━━━ TEXT FOR ANALYSIS ━━━

We’ve been distanced from the community and routines that made life feel familiar and certain, our place in the world more sure. As a society, we’ve felt isolated and disconnected from others due to the pandemic but also because of deep political divides and widely diverging narratives that make you wonder if you and your neighbor or coworker, friend or family member are living in the same reality.
It is a time of great grief and worry, a time of lamentation. It may feel like we are going through a time similar to what Jesus is describing in the Gospel of Luke today. “There will be signs in the sun, the moon, and the stars, and on the earth distress among nations confused by the roaring of the sea and the waves. People will faint from fear and foreboding of what is coming upon the world, for the powers of the heavens will be shaken.”
It is a vision of great suffering and pain, fear and despair. Not exactly the joyous holly jolly Christmas stuff we’re seeing and hearing everywhere, right? Why this text on the first Sunday of Advent, the season of anticipation for the arrival of baby Jesus, the season of anticipation and wonder?
But here’s the thing: Advent isn’t a season of pre-Christmas, simply an escalating leadup to the big day. Theologian Matthew Myer Boulton states in his commentary that “Advent is all about entering the shadows of despair, war, sorrow, and hate, and actively waiting for Jesus to come, lighting candles of hope, peace, joy, and love.” It’s a season where we acknowledge just how much we need a Messiah, “God with Us,” how all creation groans to be healed and reconciled with its creator.
But we just don’t remember the first Advent in this season or focus on the Kingdom come but we help each other live in this time of second Advent, as Bernard of Clairvaux calls it. This time where Jesus doesn’t show up in a manger or in all His Glory but instead, Boulton tells us: “He’s there in the knock at the door, the still small voice, the lonely prisoner, the hungry mother, the weary refugee, the migrant worker, the asylum seeker. In other words, Jesus is coming again and again, like a thousand spring buds on a fig tree long thought dead.”

━━━ INFORMATION SHOWN ━━━

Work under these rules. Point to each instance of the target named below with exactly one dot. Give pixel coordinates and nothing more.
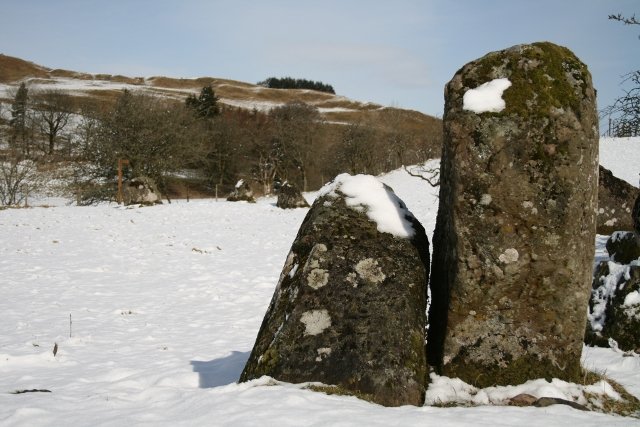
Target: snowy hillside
(155, 310)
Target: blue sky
(393, 52)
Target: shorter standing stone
(616, 199)
(141, 191)
(290, 197)
(241, 193)
(349, 309)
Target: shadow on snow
(219, 372)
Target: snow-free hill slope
(165, 304)
(106, 87)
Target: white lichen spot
(323, 353)
(352, 278)
(315, 321)
(293, 271)
(317, 278)
(509, 255)
(315, 257)
(552, 239)
(370, 271)
(485, 199)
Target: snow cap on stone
(486, 98)
(378, 201)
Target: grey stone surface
(349, 308)
(290, 197)
(514, 239)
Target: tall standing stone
(514, 237)
(350, 307)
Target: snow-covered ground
(155, 310)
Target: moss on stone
(341, 391)
(538, 74)
(517, 371)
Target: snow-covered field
(155, 310)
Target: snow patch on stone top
(379, 202)
(486, 98)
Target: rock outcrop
(616, 199)
(241, 193)
(514, 239)
(290, 197)
(614, 309)
(349, 308)
(623, 247)
(141, 191)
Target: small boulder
(141, 191)
(623, 247)
(615, 202)
(241, 193)
(290, 197)
(349, 308)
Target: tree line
(291, 83)
(200, 145)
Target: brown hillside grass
(15, 69)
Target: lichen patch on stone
(317, 278)
(315, 321)
(369, 270)
(509, 255)
(323, 353)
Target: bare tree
(624, 113)
(296, 129)
(430, 175)
(53, 109)
(18, 178)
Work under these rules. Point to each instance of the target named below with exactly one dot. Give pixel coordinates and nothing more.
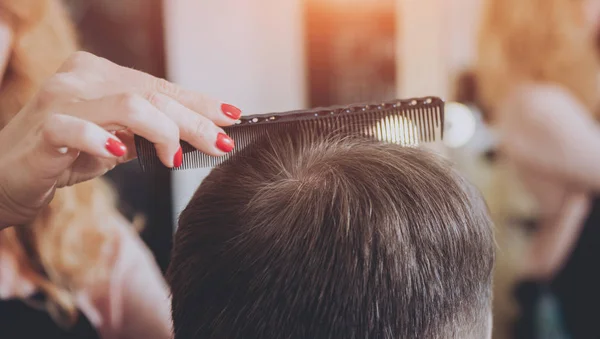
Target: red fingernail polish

━━━

WORK TO COMPLETE:
a) In the Advent sermon text, who is credited with calling this period the time of "second Advent"?
b) Give the passage of the Advent sermon text from "It is a time" through "anticipation and wonder?" again, renaming "anticipation" to "expectation" wherever it appears.

SOLVED PROBLEMS:
a) Bernard of Clairvaux

b)
It is a time of great grief and worry, a time of lamentation. It may feel like we are going through a time similar to what Jesus is describing in the Gospel of Luke today. “There will be signs in the sun, the moon, and the stars, and on the earth distress among nations confused by the roaring of the sea and the waves. People will faint from fear and foreboding of what is coming upon the world, for the powers of the heavens will be shaken.”
It is a vision of great suffering and pain, fear and despair. Not exactly the joyous holly jolly Christmas stuff we’re seeing and hearing everywhere, right? Why this text on the first Sunday of Advent, the season of expectation for the arrival of baby Jesus, the season of expectation and wonder?